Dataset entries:

+ + + + + + +

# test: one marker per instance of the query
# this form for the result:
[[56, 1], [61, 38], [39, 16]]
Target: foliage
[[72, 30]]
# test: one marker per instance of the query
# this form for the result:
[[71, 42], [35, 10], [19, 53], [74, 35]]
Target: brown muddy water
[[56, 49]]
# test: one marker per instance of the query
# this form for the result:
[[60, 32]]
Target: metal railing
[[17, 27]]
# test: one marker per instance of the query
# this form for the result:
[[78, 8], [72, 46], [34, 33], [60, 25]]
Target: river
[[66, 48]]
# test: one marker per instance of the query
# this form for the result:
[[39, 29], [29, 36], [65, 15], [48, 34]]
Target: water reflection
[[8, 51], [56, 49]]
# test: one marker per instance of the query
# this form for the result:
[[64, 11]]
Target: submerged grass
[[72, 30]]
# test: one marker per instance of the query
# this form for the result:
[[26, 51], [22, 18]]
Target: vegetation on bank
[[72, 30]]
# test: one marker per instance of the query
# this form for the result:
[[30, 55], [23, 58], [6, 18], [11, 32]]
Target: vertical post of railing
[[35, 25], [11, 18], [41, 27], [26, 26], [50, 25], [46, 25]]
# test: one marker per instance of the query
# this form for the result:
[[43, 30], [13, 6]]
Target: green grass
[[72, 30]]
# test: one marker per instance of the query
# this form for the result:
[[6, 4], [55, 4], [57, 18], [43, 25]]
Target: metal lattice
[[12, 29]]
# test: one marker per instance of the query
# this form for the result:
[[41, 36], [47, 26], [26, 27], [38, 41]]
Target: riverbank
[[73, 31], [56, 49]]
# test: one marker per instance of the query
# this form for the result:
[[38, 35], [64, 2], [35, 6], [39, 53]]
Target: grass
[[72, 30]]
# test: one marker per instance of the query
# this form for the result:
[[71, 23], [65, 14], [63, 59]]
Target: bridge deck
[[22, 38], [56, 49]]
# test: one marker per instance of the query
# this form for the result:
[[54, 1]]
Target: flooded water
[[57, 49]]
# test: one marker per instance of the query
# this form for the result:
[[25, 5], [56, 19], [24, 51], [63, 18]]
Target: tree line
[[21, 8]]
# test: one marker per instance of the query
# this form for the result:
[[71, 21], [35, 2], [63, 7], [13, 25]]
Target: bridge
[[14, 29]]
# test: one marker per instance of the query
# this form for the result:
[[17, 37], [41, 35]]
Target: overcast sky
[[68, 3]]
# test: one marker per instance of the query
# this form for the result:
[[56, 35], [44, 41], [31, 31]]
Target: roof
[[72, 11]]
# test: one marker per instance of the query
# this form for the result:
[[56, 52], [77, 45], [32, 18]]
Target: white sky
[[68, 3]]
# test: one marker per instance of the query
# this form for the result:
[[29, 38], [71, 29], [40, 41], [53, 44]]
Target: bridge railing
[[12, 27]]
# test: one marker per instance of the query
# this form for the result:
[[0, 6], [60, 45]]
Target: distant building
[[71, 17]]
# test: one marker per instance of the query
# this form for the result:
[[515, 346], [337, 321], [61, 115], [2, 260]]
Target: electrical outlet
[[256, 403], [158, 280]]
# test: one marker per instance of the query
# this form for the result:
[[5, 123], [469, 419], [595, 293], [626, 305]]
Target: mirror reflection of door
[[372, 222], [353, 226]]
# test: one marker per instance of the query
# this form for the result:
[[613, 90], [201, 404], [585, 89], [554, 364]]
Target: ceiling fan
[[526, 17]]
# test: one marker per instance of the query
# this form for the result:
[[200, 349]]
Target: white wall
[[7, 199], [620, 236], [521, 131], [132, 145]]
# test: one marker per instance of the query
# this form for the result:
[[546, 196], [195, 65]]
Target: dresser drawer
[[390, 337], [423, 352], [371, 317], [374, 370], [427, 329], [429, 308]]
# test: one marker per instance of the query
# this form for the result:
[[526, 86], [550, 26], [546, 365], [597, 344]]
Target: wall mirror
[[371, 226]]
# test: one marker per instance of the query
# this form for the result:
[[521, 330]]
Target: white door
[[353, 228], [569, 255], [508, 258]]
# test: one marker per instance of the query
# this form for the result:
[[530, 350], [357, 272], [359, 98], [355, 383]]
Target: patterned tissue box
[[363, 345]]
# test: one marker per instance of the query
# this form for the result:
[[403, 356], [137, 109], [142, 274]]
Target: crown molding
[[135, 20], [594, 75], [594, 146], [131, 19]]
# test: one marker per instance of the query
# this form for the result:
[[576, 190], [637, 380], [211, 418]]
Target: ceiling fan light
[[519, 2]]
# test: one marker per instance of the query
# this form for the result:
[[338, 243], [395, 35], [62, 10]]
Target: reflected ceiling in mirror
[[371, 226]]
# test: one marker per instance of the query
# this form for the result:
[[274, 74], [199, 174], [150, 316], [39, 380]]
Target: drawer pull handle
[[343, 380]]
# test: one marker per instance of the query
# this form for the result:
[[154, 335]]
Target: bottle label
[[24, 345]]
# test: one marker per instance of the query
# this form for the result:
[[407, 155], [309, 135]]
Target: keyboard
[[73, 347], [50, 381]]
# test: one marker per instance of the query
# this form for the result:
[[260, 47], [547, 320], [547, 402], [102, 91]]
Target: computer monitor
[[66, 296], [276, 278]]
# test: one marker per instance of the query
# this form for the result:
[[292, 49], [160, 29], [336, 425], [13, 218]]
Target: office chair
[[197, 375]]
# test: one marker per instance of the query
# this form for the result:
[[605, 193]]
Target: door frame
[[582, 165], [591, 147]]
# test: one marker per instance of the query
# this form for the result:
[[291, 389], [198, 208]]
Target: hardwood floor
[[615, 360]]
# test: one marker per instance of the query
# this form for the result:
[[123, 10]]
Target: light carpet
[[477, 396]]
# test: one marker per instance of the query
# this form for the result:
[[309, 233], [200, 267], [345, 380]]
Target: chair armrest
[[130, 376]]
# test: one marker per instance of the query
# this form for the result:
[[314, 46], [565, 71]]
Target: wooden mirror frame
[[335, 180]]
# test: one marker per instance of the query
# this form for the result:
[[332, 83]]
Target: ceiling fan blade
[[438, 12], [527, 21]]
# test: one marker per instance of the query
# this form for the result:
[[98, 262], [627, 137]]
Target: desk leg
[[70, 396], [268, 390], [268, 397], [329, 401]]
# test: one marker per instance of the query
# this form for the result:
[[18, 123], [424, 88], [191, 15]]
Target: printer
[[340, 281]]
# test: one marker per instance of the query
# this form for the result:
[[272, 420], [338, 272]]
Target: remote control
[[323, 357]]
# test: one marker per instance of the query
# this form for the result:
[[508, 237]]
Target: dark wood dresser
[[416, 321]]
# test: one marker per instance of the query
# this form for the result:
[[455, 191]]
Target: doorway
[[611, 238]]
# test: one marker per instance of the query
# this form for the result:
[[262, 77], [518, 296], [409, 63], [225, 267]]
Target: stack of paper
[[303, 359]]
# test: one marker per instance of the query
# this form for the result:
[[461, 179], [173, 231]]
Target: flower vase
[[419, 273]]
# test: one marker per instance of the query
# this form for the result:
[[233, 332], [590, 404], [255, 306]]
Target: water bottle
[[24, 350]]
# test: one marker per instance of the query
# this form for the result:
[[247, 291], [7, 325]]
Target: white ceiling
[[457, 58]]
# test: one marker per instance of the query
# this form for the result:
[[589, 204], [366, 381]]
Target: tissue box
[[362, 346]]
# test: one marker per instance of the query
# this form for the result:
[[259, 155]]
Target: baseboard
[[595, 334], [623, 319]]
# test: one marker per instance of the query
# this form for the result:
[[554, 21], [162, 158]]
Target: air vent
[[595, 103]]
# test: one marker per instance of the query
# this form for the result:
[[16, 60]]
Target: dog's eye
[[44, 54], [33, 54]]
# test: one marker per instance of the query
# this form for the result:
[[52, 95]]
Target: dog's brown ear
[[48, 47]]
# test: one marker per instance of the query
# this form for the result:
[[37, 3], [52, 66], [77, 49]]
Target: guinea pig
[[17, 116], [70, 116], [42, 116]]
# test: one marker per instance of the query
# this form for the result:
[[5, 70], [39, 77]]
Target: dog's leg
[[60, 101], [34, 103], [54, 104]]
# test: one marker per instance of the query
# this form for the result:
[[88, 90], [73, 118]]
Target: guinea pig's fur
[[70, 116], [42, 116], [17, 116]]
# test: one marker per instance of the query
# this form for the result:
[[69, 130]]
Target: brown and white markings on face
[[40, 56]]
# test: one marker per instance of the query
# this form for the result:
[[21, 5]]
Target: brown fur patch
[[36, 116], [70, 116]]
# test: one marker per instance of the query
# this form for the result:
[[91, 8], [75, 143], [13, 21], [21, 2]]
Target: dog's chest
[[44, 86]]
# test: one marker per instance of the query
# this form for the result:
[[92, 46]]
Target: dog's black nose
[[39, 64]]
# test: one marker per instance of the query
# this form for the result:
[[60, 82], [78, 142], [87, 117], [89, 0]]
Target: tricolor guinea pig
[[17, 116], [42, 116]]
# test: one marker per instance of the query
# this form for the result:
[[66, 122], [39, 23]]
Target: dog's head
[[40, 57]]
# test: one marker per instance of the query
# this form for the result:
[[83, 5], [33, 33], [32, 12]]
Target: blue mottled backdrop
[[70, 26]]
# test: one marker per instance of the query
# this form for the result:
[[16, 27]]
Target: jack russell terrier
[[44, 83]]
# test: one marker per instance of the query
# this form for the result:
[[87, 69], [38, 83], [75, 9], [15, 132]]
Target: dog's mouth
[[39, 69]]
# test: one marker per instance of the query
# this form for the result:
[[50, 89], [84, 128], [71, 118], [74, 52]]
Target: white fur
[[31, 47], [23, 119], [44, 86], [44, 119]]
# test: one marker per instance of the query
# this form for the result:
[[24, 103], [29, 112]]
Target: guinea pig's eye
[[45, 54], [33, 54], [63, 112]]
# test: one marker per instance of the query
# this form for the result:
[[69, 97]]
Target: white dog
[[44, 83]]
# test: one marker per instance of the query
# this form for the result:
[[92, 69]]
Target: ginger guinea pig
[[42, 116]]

+ + + + + + +

*WHAT THIS TASK INVOLVES*
Copy the entries verbatim, from the very first line through the line containing "[[73, 31], [56, 49]]", including that line.

*WORKED SOLUTION*
# test: one marker per instance of the query
# this form for the result:
[[56, 1], [61, 38], [39, 16]]
Target: foliage
[[72, 30]]
# test: one marker per instance of the query
# this form for the result:
[[71, 42], [35, 10], [19, 53], [74, 35]]
Target: brown muddy water
[[56, 49]]
# test: one marker per instance of the query
# this form for the result:
[[60, 32]]
Target: metal railing
[[17, 27]]
# test: one marker per instance of the query
# this form for the result:
[[78, 8], [72, 46], [34, 33], [60, 25]]
Target: river
[[66, 48]]
# test: one marker per instance of the query
# this form for the result:
[[39, 29], [29, 36], [65, 15], [48, 34]]
Target: water reflection
[[8, 51], [56, 49]]
# test: one marker per instance of the query
# this form for the result:
[[64, 11]]
Target: submerged grass
[[72, 30]]
# test: one marker per instance of the query
# this form for the result:
[[26, 51], [22, 18]]
Target: vegetation on bank
[[72, 30]]
# test: one marker per instance of the query
# this form for the result:
[[30, 55], [23, 58], [6, 18], [11, 32]]
Target: vertical post of railing
[[35, 25], [11, 18], [41, 27], [26, 26], [50, 25], [46, 25]]
# test: one marker per instance of the query
# this form for the result:
[[43, 30], [13, 6]]
Target: green grass
[[72, 30]]
# test: one marker per instance of the query
# this form for the result:
[[6, 4], [55, 4], [57, 18], [43, 25]]
Target: metal lattice
[[12, 29]]
# test: one marker per instance of the query
# this form for the result:
[[41, 36], [47, 26], [26, 27], [38, 41]]
Target: riverbank
[[73, 31], [56, 49]]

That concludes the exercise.